BEGIN EXCERPTED DATA
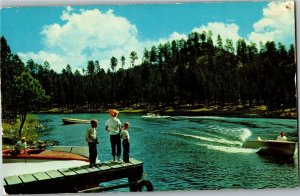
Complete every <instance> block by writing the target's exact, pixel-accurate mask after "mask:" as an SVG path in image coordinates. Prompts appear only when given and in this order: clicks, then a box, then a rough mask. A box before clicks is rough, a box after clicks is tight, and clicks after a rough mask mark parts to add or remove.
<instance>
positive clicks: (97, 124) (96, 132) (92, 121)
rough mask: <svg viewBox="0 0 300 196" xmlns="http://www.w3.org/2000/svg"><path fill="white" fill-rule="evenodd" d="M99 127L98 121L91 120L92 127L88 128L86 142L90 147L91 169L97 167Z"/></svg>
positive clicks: (89, 153) (98, 142) (89, 156)
mask: <svg viewBox="0 0 300 196" xmlns="http://www.w3.org/2000/svg"><path fill="white" fill-rule="evenodd" d="M97 126H98V121H97V120H91V127H90V128H88V130H87V132H86V141H87V143H88V145H89V160H90V167H91V168H92V167H95V166H96V158H97V155H98V153H97V144H99V142H98V138H97Z"/></svg>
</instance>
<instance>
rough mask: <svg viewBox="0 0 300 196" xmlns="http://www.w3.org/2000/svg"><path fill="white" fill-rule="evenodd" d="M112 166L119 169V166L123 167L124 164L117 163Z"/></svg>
mask: <svg viewBox="0 0 300 196" xmlns="http://www.w3.org/2000/svg"><path fill="white" fill-rule="evenodd" d="M111 167H112V168H114V169H117V168H121V167H123V166H122V165H121V164H117V165H112V166H111Z"/></svg>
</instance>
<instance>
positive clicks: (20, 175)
mask: <svg viewBox="0 0 300 196" xmlns="http://www.w3.org/2000/svg"><path fill="white" fill-rule="evenodd" d="M19 178H20V179H21V180H22V181H23V182H24V183H27V182H36V181H37V179H36V178H35V177H34V176H33V175H32V174H24V175H20V176H19Z"/></svg>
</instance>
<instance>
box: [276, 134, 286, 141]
mask: <svg viewBox="0 0 300 196" xmlns="http://www.w3.org/2000/svg"><path fill="white" fill-rule="evenodd" d="M277 140H279V141H286V140H287V137H286V136H285V135H284V136H283V137H281V135H279V136H278V137H277Z"/></svg>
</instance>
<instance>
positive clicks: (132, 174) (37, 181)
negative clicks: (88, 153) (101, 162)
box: [3, 158, 153, 194]
mask: <svg viewBox="0 0 300 196" xmlns="http://www.w3.org/2000/svg"><path fill="white" fill-rule="evenodd" d="M122 178H128V183H125V184H119V185H116V186H111V187H102V186H99V185H100V184H101V183H103V182H109V181H112V180H117V179H122ZM3 186H4V188H5V191H6V193H7V194H43V193H78V192H100V191H106V190H111V189H116V188H120V187H129V190H130V191H142V190H143V188H144V187H146V190H147V191H153V186H152V184H151V182H150V181H148V180H145V179H143V162H141V161H138V160H136V159H133V158H130V163H114V162H103V163H99V164H97V166H96V167H95V168H90V167H89V165H84V166H81V167H73V168H65V169H58V170H51V171H46V172H37V173H33V174H24V175H16V176H8V177H5V178H4V179H3Z"/></svg>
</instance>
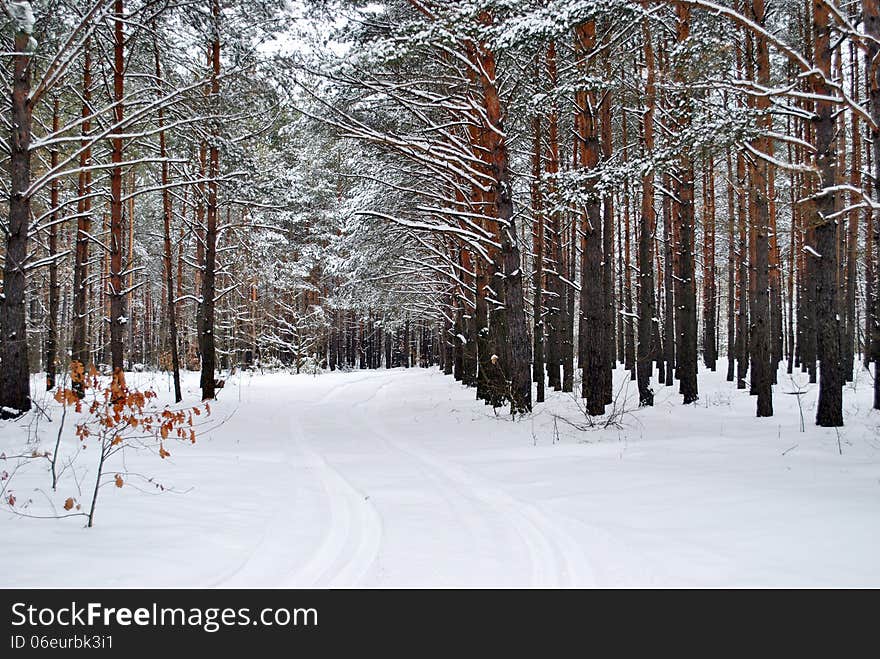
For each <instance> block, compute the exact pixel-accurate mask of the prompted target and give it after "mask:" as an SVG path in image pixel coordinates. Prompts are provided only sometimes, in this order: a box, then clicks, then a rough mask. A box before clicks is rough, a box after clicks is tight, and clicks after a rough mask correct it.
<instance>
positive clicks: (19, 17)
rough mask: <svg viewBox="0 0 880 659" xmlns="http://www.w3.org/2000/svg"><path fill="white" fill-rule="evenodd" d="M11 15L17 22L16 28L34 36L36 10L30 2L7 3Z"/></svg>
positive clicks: (9, 2) (23, 31) (22, 31)
mask: <svg viewBox="0 0 880 659" xmlns="http://www.w3.org/2000/svg"><path fill="white" fill-rule="evenodd" d="M6 6H7V8H8V9H9V14H10V15H11V16H12V20H13V21H14V22H15V27H16V29H18V30H21V31H22V32H24V33H25V34H32V33H33V31H34V23H35V22H36V20H35V19H34V10H33V7H31V3H30V2H9V3H7V5H6Z"/></svg>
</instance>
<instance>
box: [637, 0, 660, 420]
mask: <svg viewBox="0 0 880 659" xmlns="http://www.w3.org/2000/svg"><path fill="white" fill-rule="evenodd" d="M643 6H644V7H645V8H646V9H647V6H648V3H647V2H644V3H643ZM642 38H643V41H644V55H645V74H646V77H645V112H644V115H643V119H642V122H643V125H642V135H643V138H644V147H645V153H646V154H647V155H649V156H650V155H651V152H652V150H653V149H654V103H655V93H656V91H655V87H654V48H653V45H652V44H651V31H650V27H649V23H648V19H647V18H643V19H642ZM656 225H657V219H656V214H655V212H654V172H653V170H648V171H645V172H644V173H643V174H642V212H641V224H640V230H639V264H638V265H639V285H638V298H639V321H638V323H639V327H638V329H639V344H638V358H637V359H636V372H637V381H638V386H639V405H640V406H646V405H653V404H654V391H653V389H652V388H651V372H652V370H653V365H654V360H655V359H656V358H657V354H656V350H655V343H654V334H655V329H656V323H655V321H654V250H653V246H654V238H655V235H654V233H655V230H656Z"/></svg>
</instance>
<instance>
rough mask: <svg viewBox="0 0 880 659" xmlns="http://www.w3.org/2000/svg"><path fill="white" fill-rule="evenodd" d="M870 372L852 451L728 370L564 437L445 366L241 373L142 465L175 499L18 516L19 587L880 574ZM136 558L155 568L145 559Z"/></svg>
mask: <svg viewBox="0 0 880 659" xmlns="http://www.w3.org/2000/svg"><path fill="white" fill-rule="evenodd" d="M618 375H619V376H620V377H621V379H622V378H624V377H627V374H626V373H623V372H621V373H618ZM288 378H289V379H288ZM233 384H234V383H233ZM862 384H863V386H861V388H860V389H859V390H858V394H859V396H861V400H862V403H860V404H861V405H862V407H861V408H860V407H859V402H858V400H856V402H854V403H851V404H850V407H852V408H853V409H852V410H851V412H850V417H848V425H847V427H846V428H845V431H844V432H843V433H841V436H842V437H843V455H840V454H839V439H838V437H837V435H836V433H830V432H825V431H823V430H822V429H811V428H808V431H809V432H806V433H804V432H802V431H800V429H799V412H798V408H797V407H796V403H794V402H789V397H786V396H779V398H780V401H779V402H780V410H779V412H778V415H777V417H775V418H774V419H773V421H772V423H768V422H767V421H764V420H754V419H753V414H754V412H753V409H752V403H751V401H750V399H748V398H746V394H740V393H739V392H737V391H736V390H733V389H732V388H731V385H729V384H728V383H726V382H725V381H723V379H722V376H718V377H717V378H715V380H713V379H712V376H709V375H707V376H706V382H704V383H703V386H704V387H705V391H706V392H705V393H704V399H703V400H704V403H703V404H702V405H701V406H692V407H689V408H687V409H686V410H684V409H679V408H678V406H676V405H674V404H673V403H668V404H660V405H658V406H657V407H656V408H655V409H651V410H647V411H641V410H640V411H639V415H640V416H639V419H641V417H642V416H643V417H645V419H647V420H646V421H645V426H646V427H650V428H652V433H651V436H650V437H647V436H646V435H645V434H644V431H643V430H642V429H641V428H640V426H639V425H638V424H632V426H631V427H625V428H623V429H621V430H620V431H619V432H618V433H617V434H616V436H615V434H613V433H611V432H605V433H596V434H595V435H582V434H573V435H572V434H570V436H568V437H567V438H564V439H565V440H566V441H564V442H562V443H559V442H558V441H557V439H558V437H557V435H556V434H555V432H556V431H555V425H551V424H552V420H551V421H550V422H548V417H549V416H550V415H552V414H553V412H554V410H556V409H561V410H562V411H563V412H564V413H565V411H566V410H567V411H568V413H571V414H577V413H578V410H577V409H573V408H572V407H571V406H570V405H569V402H568V401H567V400H564V399H561V398H560V397H557V398H556V399H555V400H554V401H553V402H552V404H548V405H547V407H545V408H541V409H539V411H538V412H536V413H535V414H534V415H533V416H532V418H531V420H530V422H529V421H528V420H527V423H525V424H523V423H520V422H511V421H510V420H505V419H496V418H494V416H493V415H492V413H491V412H489V411H487V410H485V409H484V408H483V406H482V405H481V404H480V403H479V402H476V401H473V399H472V398H471V397H472V393H471V392H468V391H467V390H463V389H461V388H460V387H459V386H458V385H457V384H455V383H454V382H451V381H450V380H449V379H448V378H444V377H443V376H442V375H440V374H439V373H437V372H435V371H425V370H423V369H411V370H409V371H407V370H404V369H395V370H392V371H384V370H380V371H371V372H368V373H363V372H352V373H337V374H327V375H324V376H322V377H315V378H311V377H309V376H307V375H303V376H293V377H289V376H283V375H280V374H270V375H266V376H265V377H261V378H253V380H252V381H251V380H250V379H249V380H248V381H247V383H246V385H244V386H242V383H241V381H239V382H238V385H237V386H238V391H237V394H238V399H239V401H240V402H239V403H237V404H235V402H234V401H232V400H230V401H226V400H222V399H221V400H220V401H218V403H217V406H218V409H219V410H224V408H225V410H224V411H225V412H227V413H231V411H235V410H237V414H234V415H230V416H229V418H228V419H225V420H224V421H223V423H222V424H220V425H219V426H217V427H216V428H214V429H212V431H211V433H210V434H209V435H208V436H207V437H206V438H205V440H204V442H200V443H199V445H198V446H194V447H190V446H189V445H185V446H181V447H180V448H179V449H178V450H177V451H175V459H174V460H170V461H166V462H163V463H159V464H158V465H155V464H153V463H149V464H148V465H147V467H146V468H148V469H152V470H155V471H158V470H162V471H161V472H160V473H158V474H157V477H158V478H161V479H162V480H163V481H170V482H171V483H172V484H174V483H175V482H183V483H185V484H187V485H189V484H192V485H193V488H192V494H191V496H187V497H185V498H181V499H179V500H177V501H176V505H175V507H174V508H173V509H169V511H168V512H165V511H163V509H162V507H161V506H158V505H157V504H156V503H155V502H154V501H152V500H151V499H152V498H151V497H147V498H145V497H142V496H139V495H138V492H137V491H134V490H129V488H126V489H124V490H122V491H120V492H114V493H113V494H114V495H115V497H118V498H111V497H109V496H108V497H106V503H105V508H104V509H102V511H104V512H103V516H102V517H101V522H102V525H101V526H99V528H98V530H97V531H89V532H83V531H82V529H81V528H80V526H79V525H78V524H79V523H78V522H77V521H76V520H72V521H64V522H58V523H57V524H48V523H47V524H39V525H36V524H30V523H29V522H22V521H20V520H13V519H12V518H11V517H10V518H9V519H6V520H0V521H5V523H7V524H8V528H6V529H4V532H8V533H9V536H8V537H9V538H10V543H11V546H13V547H17V548H18V549H17V550H16V552H17V556H13V558H14V560H15V561H17V563H16V565H17V567H16V568H15V569H12V570H9V571H7V574H6V582H8V584H10V585H13V586H19V587H20V586H33V585H43V586H45V585H55V586H59V585H61V586H67V587H77V586H82V585H85V584H89V585H92V586H95V585H104V586H106V585H111V586H127V585H137V584H142V583H143V574H146V573H150V574H159V575H161V576H160V577H159V581H158V582H156V585H161V586H174V585H180V584H184V585H188V586H194V585H195V586H209V587H214V586H222V587H319V588H327V587H341V588H346V587H358V586H360V587H377V586H378V587H382V586H394V587H411V586H425V585H426V586H434V587H460V586H471V587H474V586H476V587H485V586H496V587H497V586H501V587H510V586H515V587H523V586H530V587H568V586H581V587H583V586H605V587H607V586H612V587H614V586H642V587H644V586H663V587H669V586H673V587H676V586H678V587H680V586H686V587H694V586H696V587H701V586H718V585H721V586H733V587H737V586H751V587H754V586H756V585H757V586H779V585H787V586H835V585H837V586H848V587H859V586H865V585H868V584H876V583H880V571H878V569H877V567H876V561H875V558H876V550H877V547H880V533H878V531H877V526H876V525H875V524H872V522H871V520H874V519H876V515H877V510H878V504H877V501H880V499H877V494H876V493H877V489H876V488H877V487H878V483H880V446H877V445H876V444H875V437H876V419H875V417H874V414H875V413H873V412H870V401H871V400H872V395H873V394H872V390H871V388H870V384H871V383H870V382H867V383H862ZM230 389H233V387H230ZM780 389H782V388H781V387H780ZM662 391H664V390H661V392H662ZM783 391H784V389H783ZM169 395H170V394H169ZM670 395H671V394H670ZM668 397H669V396H667V398H668ZM230 403H231V404H230ZM244 403H246V404H244ZM551 405H552V406H551ZM866 406H867V407H866ZM230 408H231V409H230ZM864 410H869V411H868V412H865V411H864ZM678 417H681V418H678ZM227 420H228V421H229V423H228V424H227V423H226V421H227ZM729 427H733V428H735V429H736V430H735V433H734V434H733V435H731V434H730V432H725V429H726V428H729ZM4 429H5V430H6V437H7V440H10V439H12V440H14V439H15V438H17V437H19V436H20V430H19V429H18V428H17V427H16V426H14V425H8V424H7V425H6V426H0V430H4ZM53 433H54V428H52V429H51V430H50V429H49V427H48V426H47V428H45V429H43V434H44V436H45V437H49V438H50V439H51V437H54V434H53ZM212 435H213V436H212ZM584 439H586V442H584V441H583V440H584ZM8 443H9V445H10V446H15V444H14V441H9V442H8ZM68 450H69V449H68ZM86 457H89V456H86ZM137 458H138V456H134V457H132V461H135V460H137ZM145 464H146V463H145ZM132 468H134V469H138V470H140V469H141V467H140V463H137V466H136V467H132ZM33 471H34V473H33V474H29V477H31V481H30V482H33V483H34V484H35V486H38V485H39V484H40V483H41V482H42V481H41V478H42V476H43V475H42V473H37V470H33ZM150 473H152V472H150ZM28 483H29V482H28V481H27V480H21V481H19V484H18V485H17V487H18V488H19V490H20V491H26V490H25V488H26V487H28V486H29V485H28ZM66 487H71V485H70V483H68V484H67V485H66ZM123 497H124V500H123ZM129 506H130V507H129ZM132 511H133V512H132ZM105 520H106V522H105ZM108 543H109V544H112V545H114V546H121V547H124V550H123V551H120V552H119V553H118V556H114V557H110V559H109V563H107V564H102V565H101V566H100V572H98V571H97V570H98V569H99V568H98V567H95V568H91V566H89V565H85V566H83V569H82V570H78V571H76V572H75V573H74V572H70V571H60V572H58V573H57V574H52V573H51V571H50V573H48V574H47V570H46V565H47V564H55V561H54V559H53V558H52V557H53V556H55V555H58V556H61V553H60V552H62V551H66V552H68V553H69V552H70V551H71V549H70V548H71V547H72V548H75V549H74V551H76V553H78V554H81V555H89V554H90V552H94V551H96V550H97V548H98V547H100V546H106V545H107V544H108ZM53 552H54V554H53ZM138 562H140V563H142V564H144V565H146V566H148V567H146V568H144V570H141V571H138V572H135V571H134V570H133V568H132V567H131V566H132V565H133V564H135V563H138ZM169 568H170V570H169Z"/></svg>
END EXCERPTED DATA
> TASK TO COMPLETE
Starting with the first line of the data above and ending with the line containing "127L98 121L91 120L92", please restate every line exactly, leaving images out.

> RESULT OF THE TASK
Complete every <instance> block by writing the target's exact, pixel-accurate mask after "mask:" as an SVG path in image coordinates. Prompts appear only when given and in this order: clicks, then a box, then a rough mask. A box before clicks is rough, a box after clicks is tight, and clicks after a rough mask mark parts to add or remove.
<instance>
positive clicks: (97, 124) (96, 132) (92, 121)
rough mask: <svg viewBox="0 0 300 196" xmlns="http://www.w3.org/2000/svg"><path fill="white" fill-rule="evenodd" d="M99 127L98 121L91 120L92 127L88 128L86 142L90 147L91 169L97 167Z"/></svg>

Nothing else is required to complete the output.